== DATASET RECORDS

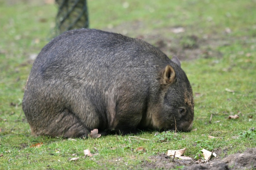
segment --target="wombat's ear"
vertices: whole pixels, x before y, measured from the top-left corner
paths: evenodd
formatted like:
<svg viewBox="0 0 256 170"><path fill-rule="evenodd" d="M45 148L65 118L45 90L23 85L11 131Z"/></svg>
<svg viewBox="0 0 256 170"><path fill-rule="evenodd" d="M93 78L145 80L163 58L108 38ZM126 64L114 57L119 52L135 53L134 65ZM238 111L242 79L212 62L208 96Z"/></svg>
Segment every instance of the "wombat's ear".
<svg viewBox="0 0 256 170"><path fill-rule="evenodd" d="M167 65L163 74L164 83L172 83L174 82L176 80L175 71L171 66Z"/></svg>
<svg viewBox="0 0 256 170"><path fill-rule="evenodd" d="M181 64L180 64L180 61L179 61L179 59L178 58L178 57L175 55L173 57L171 60L173 61L173 62L175 63L176 63L177 64L177 65L180 67L181 66Z"/></svg>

====

● GIVEN PROBLEM:
Return every row above verbatim, leaving out the pictures.

● WRITTEN RESPONSE:
segment --target="wombat's ear"
vertices: whole pixels, x before y, measured from the top-left corner
paths: evenodd
formatted like:
<svg viewBox="0 0 256 170"><path fill-rule="evenodd" d="M45 148L65 118L45 90L23 85L11 131Z"/></svg>
<svg viewBox="0 0 256 170"><path fill-rule="evenodd" d="M93 78L145 80L163 58L108 38ZM126 64L114 57L119 52L135 53L134 65ZM238 111L242 79L212 62L208 96Z"/></svg>
Segment every instance of the "wombat's ear".
<svg viewBox="0 0 256 170"><path fill-rule="evenodd" d="M167 65L163 74L164 83L172 83L174 82L176 80L175 71L171 66Z"/></svg>
<svg viewBox="0 0 256 170"><path fill-rule="evenodd" d="M181 64L180 64L180 61L179 61L179 59L178 58L178 57L175 55L173 57L171 60L173 61L173 62L175 63L176 63L177 64L177 65L180 67L181 66Z"/></svg>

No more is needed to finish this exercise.